To be done.
What follows is a set of records; repeat all of them exactly.

Position identification records.
● ● ● ● ●

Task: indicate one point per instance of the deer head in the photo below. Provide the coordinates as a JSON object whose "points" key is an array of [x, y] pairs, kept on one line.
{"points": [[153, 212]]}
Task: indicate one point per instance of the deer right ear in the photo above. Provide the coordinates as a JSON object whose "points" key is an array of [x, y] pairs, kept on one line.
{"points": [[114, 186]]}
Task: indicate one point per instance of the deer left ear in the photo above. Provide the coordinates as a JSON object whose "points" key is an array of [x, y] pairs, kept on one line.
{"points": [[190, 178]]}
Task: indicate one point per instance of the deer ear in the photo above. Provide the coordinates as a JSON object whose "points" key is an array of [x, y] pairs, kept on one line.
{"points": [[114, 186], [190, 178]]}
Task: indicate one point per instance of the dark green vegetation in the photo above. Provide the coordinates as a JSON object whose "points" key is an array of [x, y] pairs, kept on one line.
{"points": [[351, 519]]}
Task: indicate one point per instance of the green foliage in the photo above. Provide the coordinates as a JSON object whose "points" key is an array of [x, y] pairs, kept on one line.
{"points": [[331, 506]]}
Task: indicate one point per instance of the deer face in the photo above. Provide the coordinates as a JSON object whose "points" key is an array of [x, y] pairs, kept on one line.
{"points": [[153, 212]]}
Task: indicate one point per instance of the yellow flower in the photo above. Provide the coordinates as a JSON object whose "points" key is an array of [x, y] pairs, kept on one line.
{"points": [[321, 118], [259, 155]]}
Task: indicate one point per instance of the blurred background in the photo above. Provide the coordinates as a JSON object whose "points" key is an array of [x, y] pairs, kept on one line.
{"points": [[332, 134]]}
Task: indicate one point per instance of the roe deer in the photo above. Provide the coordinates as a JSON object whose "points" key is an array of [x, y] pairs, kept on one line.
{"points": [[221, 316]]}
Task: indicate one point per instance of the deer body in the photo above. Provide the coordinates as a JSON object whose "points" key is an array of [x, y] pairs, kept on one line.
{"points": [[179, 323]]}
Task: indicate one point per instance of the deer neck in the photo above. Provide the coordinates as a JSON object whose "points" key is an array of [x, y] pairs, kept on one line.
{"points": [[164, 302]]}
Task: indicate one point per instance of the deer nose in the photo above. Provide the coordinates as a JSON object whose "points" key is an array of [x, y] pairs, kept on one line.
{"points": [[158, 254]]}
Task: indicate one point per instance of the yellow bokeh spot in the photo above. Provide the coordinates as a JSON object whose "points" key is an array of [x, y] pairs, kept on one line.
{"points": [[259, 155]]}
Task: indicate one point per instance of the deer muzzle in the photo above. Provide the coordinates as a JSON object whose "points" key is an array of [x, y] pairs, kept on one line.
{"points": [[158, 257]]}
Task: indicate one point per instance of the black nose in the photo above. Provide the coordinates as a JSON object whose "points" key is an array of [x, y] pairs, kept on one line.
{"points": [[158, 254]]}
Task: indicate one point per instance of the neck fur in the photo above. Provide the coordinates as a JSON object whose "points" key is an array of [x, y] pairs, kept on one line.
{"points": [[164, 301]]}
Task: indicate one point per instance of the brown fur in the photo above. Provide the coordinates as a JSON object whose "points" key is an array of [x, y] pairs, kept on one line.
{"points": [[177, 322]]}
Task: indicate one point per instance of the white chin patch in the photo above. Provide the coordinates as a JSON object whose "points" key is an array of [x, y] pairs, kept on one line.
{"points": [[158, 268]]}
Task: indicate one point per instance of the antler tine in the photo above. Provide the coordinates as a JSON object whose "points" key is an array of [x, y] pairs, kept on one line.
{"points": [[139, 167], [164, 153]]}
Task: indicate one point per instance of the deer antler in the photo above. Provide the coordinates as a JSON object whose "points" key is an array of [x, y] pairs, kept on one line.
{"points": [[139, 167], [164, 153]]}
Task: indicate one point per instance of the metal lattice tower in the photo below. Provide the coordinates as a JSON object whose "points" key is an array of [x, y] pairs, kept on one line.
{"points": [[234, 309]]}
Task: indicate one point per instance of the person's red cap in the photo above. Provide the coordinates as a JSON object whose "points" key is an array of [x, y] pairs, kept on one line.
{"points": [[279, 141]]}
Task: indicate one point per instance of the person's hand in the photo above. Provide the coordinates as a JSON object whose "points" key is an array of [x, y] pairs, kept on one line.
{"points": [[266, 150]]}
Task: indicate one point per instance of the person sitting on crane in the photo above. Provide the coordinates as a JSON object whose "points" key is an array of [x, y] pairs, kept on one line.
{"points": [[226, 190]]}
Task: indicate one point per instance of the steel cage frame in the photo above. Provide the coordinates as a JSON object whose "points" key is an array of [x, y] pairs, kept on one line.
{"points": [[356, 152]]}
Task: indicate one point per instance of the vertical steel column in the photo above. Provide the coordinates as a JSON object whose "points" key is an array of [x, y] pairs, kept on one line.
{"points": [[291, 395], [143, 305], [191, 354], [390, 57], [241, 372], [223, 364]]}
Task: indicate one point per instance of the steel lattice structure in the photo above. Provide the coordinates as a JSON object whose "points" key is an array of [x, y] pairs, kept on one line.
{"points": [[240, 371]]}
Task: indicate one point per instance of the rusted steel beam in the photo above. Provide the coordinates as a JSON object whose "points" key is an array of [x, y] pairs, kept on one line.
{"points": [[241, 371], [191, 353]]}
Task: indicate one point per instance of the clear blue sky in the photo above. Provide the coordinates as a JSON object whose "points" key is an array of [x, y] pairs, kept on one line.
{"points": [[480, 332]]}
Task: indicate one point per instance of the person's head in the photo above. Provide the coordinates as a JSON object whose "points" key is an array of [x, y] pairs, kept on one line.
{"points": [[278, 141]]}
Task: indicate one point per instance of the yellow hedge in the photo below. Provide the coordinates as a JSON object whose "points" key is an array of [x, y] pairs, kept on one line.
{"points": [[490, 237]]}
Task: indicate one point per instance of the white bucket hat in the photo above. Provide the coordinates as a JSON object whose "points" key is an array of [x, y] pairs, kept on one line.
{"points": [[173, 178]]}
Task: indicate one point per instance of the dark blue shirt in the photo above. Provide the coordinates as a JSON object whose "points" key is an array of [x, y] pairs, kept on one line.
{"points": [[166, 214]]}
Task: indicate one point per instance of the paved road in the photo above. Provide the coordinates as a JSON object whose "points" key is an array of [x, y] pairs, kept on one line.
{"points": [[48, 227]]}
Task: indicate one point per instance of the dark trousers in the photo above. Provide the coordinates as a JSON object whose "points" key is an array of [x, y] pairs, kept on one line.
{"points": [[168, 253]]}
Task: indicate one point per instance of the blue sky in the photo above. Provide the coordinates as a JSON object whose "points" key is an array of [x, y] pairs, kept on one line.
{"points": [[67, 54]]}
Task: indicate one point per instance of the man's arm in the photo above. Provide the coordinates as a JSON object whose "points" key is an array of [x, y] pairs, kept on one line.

● ● ● ● ●

Exercise solution.
Task: indicate one point per instance of the deer head in the photo below. Provide the coordinates as a JSON object whose "points" key is an array of [x, y] pairs, kept on one line.
{"points": [[153, 212]]}
Task: indicate one point per instance of the deer right ear in the photo above. Provide the coordinates as a JSON object whose "points" key is an array of [x, y] pairs, kept on one line.
{"points": [[114, 186]]}
Task: indicate one point per instance of the deer left ear in the photo above. Provide the coordinates as a JSON object whose "points" key is an array of [x, y] pairs, kept on one line.
{"points": [[190, 178]]}
Task: indicate one point per instance of the deer ear in the photo above. Provide the coordinates as a JSON object whose "points" key is an array of [x, y] pairs, kept on one line.
{"points": [[114, 186], [190, 178]]}
Task: indicate one point per instance of the dark green vegetation in the photo above. Provide the coordinates as a JSON object whose "points" key is an array of [x, y] pairs, kept on one line.
{"points": [[351, 519]]}
Task: indicate one point per instance of the green foliage in the photo above. Provide the coordinates as a JSON object whose "points" key is an array of [x, y] pairs, kept on one line.
{"points": [[331, 506]]}
Task: indicate one point per instance of the deer face in the photo above. Provide the coordinates as a JSON object whose "points" key is an array of [x, y] pairs, kept on one line.
{"points": [[153, 212]]}
Task: indicate one point per instance of the yellow flower in the photo above. Provide the coordinates as a JSON object whose "points" key is an array of [x, y] pairs, kept on one line.
{"points": [[321, 118], [259, 155]]}
Task: indicate one point per instance of the blurred background in the photo above. Provide the coordinates as a JSON object whose "points" key is an array of [x, y] pairs, kept on one line.
{"points": [[332, 134]]}
Task: indicate one point per instance of the roe deer in the photo above. Provide the coordinates as a JSON object whose "points" key is an array of [x, y] pairs, kept on one line.
{"points": [[221, 316]]}
Task: indicate one point per instance of the deer body in the photo above. Provide the coordinates as a JSON object whose "points" key is an array of [x, y] pairs, kept on one line.
{"points": [[179, 323]]}
Task: indicate one point per instance of the deer neck in the photo above. Provide the coordinates as a JSON object whose "points" key is an array of [x, y] pairs, kept on one line.
{"points": [[164, 302]]}
Task: indicate one point per instance of the deer nose in the photo above. Provide the coordinates as a JSON object whose "points" key is an array of [x, y] pairs, kept on one line.
{"points": [[158, 254]]}
Task: indicate one point per instance of the yellow bokeh spot in the photo above. Provide the coordinates as a JSON object whose "points" key is an array of [x, y] pairs, kept on one line.
{"points": [[259, 155]]}
Task: indicate one point per instance of the deer muzzle in the photo above. Provide the coordinates as a JSON object whose "points" key is an array of [x, y] pairs, kept on one line.
{"points": [[158, 257]]}
Task: indicate one point per instance of the black nose in the photo above. Provide the coordinates as a JSON object whose "points" key is an array of [x, y] pairs, kept on one line.
{"points": [[158, 254]]}
Task: indicate one point per instance of the neck fur in the photo above. Provide the coordinates as a JSON object whose "points" key is an array of [x, y] pairs, kept on one line.
{"points": [[164, 301]]}
Task: indicate one point per instance of the brown fur in the photo above. Provide the coordinates as a JSON object whose "points" key is an array of [x, y] pairs, kept on one line.
{"points": [[177, 322]]}
Task: indicate one point per instance of the white chin patch in the photo above. Provide the coordinates as a JSON object whose "points" key is an array of [x, y] pairs, kept on one line.
{"points": [[158, 268]]}
Task: indicate one point per instance of the antler tine in the photo above. Provide the coordinates as a JSON object whose "points" key is an array of [x, y] pairs, kept on one line.
{"points": [[139, 167], [164, 153]]}
Task: indicate one point per instance of the deer antler in the photo above. Provide the coordinates as a JSON object whose "points" key is an array of [x, y] pairs, kept on one line.
{"points": [[139, 167], [164, 153]]}
Task: indicate one point per instance of the metal lattice tower in the photo below. Provide the coordinates as a JSON object whose "points" key is an array of [x, y] pairs, kept on one line.
{"points": [[234, 309]]}
Task: indicate one point per instance of the person's red cap in the photo above. Provide the coordinates as a JSON object whose "points" key is an array of [x, y] pairs, kept on one line.
{"points": [[279, 141]]}
Task: indicate one point per instance of the person's hand in the photo above. Provide the coordinates as a JSON object whose "points" key is an array of [x, y] pairs, kept on one line.
{"points": [[266, 150]]}
Task: indicate one point per instance of the person sitting on crane in the photo above. Provide the coordinates as a JSON object whose "points" key is an array of [x, y] pairs, kept on one line.
{"points": [[226, 190]]}
Task: indicate one point per instance of the steel cage frame in the photo above. Provide the coordinates as a JSON object whose "points" key is an array of [x, y] pairs, kept on one line.
{"points": [[356, 152]]}
Task: indicate one point per instance of the vertical steel column in the photo above. Provide the coordinates as a JSON object whose "points" key is an array of [x, y] pairs, kept on one line.
{"points": [[291, 395], [143, 305], [191, 354], [390, 57], [241, 372], [223, 364]]}
Task: indicate one point per instance of the steel lattice structure in the photo above. Provide the coordinates as a JSON object whose "points" key is an array of [x, y] pairs, kept on one line.
{"points": [[240, 371]]}
Task: indicate one point per instance of the rusted steel beam in the photo above. Provide the coordinates as a JSON object whose "points" key is an array of [x, y] pairs, kept on one line.
{"points": [[241, 371], [191, 353]]}
Task: indicate one point per instance of the clear blue sky in the photo above. Provide the coordinates as a JSON object whose "points" key is an array of [x, y] pairs, kept on one line.
{"points": [[480, 332]]}
Task: indicate one point per instance of the person's head in the photo above. Provide the coordinates as a JSON object whose "points" key is an array of [x, y] pairs, kept on one line.
{"points": [[278, 141]]}
Task: indicate one point per instance of the yellow hedge in the photo below. Provide the coordinates as a JSON object whose "points" key is an array of [x, y] pairs, kept on one line.
{"points": [[490, 237]]}
Task: indicate one point per instance of the white bucket hat in the photo above. Provide the coordinates as a JSON object whose "points" key is an array of [x, y] pairs, kept on one line.
{"points": [[173, 178]]}
Task: indicate one point per instance of the dark blue shirt in the photo above. Provide the coordinates as a JSON object whose "points" key is an array of [x, y] pairs, kept on one line.
{"points": [[166, 214]]}
Task: indicate one point per instance of the paved road in the photo above. Provide the coordinates as a JSON object whose "points" key is an array of [x, y] pairs, kept on one line.
{"points": [[48, 227]]}
Task: indicate one point per instance of the dark trousers in the photo above. Provide the coordinates as a JSON object whose "points" key is an array of [x, y] pairs, kept on one line.
{"points": [[168, 253]]}
Task: indicate one point per instance of the blue sky in the photo above. Provide the coordinates as a JSON object whose "points" key is an array of [x, y] pairs, kept on one line.
{"points": [[67, 54]]}
Task: indicate one point per instance of the man's arm in the photo above. Provide the coordinates as a JSON object whose "points" key is an array of [x, y] pairs, kept on one line.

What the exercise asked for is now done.